> DOCUMENT EXTRACT:

Citation : 2023 Latest Caselaw 414 Cal
Judgement Date : 16 January, 2023

Calcutta High Court (Appellete Side)
Sree Sree Guru Gouranga ... vs Sree Bhakti Bikash Sajjan Maharaj on 16 January, 2023
S/L 2
16.01.2023

Court No.652 SD CO 742 of 2018

Sree Sree Guru Gouranga Gandherbika Giridhari Jew & Anr.

Vs.

Sree Bhakti Bikash Sajjan Maharaj

Mr. Pradip Kumar Dutt Mr. Chanchal Kumar Dutta Ms. Krishna Mallick ... for the Petitioners.

Mr. Somnath Roy Chowdhury Mr. Siddhartha Sankar Mandal Ms. Arunima Das Sharma ... for the Opposite Party.

Being aggrieved and dissatisfied with the Order No.24

dated January 18, 2018 passed by the learned Civil Judge

(Senior Division), 1st Court at Krishnagar, Nadia in Title Suit

No.6 of 2016, present revisional application has been preferred.

The petitioner contended that the plaintiff/opposite

party filed a suit against the petitioner herein praying for

decree for permanent injunction against the petitioner from

disturbing the peaceful possession of the plaintiff over the suit

property. The writ of summons of the said suit was duly served

upon the defendant in March 2016.

The petitioner further submits that the petitioner is a

religious person and all the time was busy with the religious

activities in the Math and had no knowledge about the

procedure to be followed in filing the written statement within

the prescribed period and accordingly fully relied on the

learned advocate. The petitioner was sometimes called upon by

the learned advocate that the written statement could not be

filed and accordingly, an application requires to be filed for

extension thereof. The petitioner on the basis of such advice

signed few applications on different occasions. In the

meantime, the written statement was made ready and it was

filed before the learned trial judge for acceptance but the

learned Trial Judge by the impugned order dated January 18,

2018, was pleased to reject the application for extension of time

to file written statement and refused to accept the written

statement which had already been filed.

> INFORMATION GIVEN:
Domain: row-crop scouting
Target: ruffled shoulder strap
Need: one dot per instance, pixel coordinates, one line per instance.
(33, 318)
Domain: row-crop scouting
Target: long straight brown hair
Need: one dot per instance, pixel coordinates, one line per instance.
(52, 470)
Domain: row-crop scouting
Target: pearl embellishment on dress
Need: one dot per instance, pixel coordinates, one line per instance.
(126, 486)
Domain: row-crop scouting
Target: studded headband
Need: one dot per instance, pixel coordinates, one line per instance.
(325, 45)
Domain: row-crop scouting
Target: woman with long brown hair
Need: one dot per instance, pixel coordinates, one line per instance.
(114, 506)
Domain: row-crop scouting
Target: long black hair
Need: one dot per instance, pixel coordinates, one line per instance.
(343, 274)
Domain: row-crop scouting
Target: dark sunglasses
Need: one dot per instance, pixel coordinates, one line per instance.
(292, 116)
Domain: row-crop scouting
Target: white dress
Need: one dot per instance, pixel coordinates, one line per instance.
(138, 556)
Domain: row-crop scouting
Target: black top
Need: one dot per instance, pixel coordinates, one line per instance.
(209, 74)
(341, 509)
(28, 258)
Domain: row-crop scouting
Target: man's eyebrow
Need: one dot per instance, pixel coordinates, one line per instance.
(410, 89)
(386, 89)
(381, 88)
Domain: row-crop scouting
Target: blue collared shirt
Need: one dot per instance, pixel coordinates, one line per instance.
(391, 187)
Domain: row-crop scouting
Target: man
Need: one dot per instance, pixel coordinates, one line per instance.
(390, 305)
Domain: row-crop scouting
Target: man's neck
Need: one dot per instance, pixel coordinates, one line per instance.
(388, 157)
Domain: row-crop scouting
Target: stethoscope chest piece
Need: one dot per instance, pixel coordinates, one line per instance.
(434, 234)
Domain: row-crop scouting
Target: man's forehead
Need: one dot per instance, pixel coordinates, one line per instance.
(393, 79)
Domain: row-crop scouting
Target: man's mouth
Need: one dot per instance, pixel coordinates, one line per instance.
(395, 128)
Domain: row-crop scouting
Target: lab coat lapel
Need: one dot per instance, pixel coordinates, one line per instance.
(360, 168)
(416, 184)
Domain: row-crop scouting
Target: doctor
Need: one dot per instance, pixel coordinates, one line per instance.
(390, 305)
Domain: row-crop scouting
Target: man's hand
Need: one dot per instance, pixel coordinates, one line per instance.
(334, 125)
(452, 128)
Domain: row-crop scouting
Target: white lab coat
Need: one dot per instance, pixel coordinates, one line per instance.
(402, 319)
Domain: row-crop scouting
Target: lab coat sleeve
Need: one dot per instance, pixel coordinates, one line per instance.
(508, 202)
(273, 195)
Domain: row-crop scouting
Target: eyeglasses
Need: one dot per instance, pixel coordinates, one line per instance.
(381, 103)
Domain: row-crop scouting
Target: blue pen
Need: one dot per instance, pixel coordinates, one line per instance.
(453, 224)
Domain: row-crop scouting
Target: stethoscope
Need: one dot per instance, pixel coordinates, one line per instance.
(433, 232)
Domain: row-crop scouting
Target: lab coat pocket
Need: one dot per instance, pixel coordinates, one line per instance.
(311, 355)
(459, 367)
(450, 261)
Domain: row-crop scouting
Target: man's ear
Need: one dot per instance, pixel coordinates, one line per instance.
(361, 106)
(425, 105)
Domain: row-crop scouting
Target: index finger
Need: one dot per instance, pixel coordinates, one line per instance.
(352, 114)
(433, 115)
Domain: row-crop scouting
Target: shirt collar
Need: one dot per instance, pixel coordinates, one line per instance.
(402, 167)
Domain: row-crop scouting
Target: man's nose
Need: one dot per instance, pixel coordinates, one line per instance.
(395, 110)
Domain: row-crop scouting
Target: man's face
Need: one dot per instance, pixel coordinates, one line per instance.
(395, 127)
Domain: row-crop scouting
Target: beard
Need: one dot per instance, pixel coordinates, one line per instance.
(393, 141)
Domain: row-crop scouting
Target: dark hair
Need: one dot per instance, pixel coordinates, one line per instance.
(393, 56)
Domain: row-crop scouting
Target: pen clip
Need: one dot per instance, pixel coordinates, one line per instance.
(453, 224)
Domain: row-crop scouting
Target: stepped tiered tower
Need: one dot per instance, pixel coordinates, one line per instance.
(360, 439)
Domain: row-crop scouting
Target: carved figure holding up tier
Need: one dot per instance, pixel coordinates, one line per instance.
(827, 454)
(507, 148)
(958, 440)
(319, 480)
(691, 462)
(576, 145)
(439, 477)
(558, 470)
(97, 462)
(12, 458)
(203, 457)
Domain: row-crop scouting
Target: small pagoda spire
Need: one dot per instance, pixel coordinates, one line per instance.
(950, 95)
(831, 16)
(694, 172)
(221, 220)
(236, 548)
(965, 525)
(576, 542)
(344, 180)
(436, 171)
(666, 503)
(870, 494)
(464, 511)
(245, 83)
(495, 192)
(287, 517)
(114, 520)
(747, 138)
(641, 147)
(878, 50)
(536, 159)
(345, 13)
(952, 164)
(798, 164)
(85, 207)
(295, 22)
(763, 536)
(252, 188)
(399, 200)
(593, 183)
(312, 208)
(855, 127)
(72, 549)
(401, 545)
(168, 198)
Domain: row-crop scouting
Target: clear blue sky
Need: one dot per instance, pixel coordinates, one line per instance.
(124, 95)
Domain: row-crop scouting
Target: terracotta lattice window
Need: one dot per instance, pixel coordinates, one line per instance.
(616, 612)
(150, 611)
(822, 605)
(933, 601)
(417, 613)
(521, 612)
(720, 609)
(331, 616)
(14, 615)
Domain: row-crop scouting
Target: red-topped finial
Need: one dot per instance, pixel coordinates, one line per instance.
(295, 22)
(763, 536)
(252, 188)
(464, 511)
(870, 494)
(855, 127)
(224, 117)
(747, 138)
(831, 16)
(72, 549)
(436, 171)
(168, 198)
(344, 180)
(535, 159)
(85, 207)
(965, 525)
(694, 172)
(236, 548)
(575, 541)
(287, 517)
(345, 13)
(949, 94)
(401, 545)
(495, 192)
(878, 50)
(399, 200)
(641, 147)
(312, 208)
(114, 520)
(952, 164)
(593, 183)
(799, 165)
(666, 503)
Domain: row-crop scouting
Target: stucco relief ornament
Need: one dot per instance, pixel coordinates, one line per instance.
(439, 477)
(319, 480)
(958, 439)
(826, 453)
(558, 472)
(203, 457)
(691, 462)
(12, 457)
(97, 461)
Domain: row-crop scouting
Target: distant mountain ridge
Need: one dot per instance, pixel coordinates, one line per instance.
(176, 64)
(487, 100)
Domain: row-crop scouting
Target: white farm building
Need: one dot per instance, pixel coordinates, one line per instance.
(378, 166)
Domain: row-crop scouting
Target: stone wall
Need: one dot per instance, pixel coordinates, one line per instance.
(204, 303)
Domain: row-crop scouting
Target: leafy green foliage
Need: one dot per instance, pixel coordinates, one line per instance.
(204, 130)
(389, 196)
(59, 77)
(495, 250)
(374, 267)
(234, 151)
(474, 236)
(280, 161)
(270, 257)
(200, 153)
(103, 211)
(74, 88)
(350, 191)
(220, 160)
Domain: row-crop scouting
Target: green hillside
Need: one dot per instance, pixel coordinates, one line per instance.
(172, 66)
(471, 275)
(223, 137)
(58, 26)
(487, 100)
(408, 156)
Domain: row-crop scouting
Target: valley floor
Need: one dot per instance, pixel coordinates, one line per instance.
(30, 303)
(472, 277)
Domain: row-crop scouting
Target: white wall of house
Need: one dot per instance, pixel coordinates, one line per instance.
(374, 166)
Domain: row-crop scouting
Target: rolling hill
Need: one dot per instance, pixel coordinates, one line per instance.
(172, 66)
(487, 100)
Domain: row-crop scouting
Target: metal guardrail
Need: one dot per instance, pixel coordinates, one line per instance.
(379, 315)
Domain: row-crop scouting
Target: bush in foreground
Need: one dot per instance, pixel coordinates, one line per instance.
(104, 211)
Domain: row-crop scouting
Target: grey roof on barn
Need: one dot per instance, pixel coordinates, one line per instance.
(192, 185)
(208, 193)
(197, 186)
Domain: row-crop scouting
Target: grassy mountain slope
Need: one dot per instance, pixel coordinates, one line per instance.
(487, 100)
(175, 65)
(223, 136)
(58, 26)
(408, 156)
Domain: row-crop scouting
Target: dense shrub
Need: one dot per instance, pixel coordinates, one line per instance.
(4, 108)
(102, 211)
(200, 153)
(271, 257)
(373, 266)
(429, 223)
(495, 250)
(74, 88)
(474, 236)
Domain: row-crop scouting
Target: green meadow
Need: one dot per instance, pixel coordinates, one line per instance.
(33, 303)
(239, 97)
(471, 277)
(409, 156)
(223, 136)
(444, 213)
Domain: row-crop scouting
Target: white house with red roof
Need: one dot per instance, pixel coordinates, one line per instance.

> TASKS FOR THIS EXERCISE:
• A. Reproduce the court order's passage starting at "The petitioner contended" and ending at "in March 2016.", replacing "permanent injunction" with "temporary injunction".
• B. According to the court order, when was the writ of summons served upon the defendant?

> RESPONSES PER TASK:
• A.
The petitioner contended that the plaintiff/opposite

party filed a suit against the petitioner herein praying for

decree for temporary injunction against the petitioner from

disturbing the peaceful possession of the plaintiff over the suit

property. The writ of summons of the said suit was duly served

upon the defendant in March 2016.

• B. In March 2016.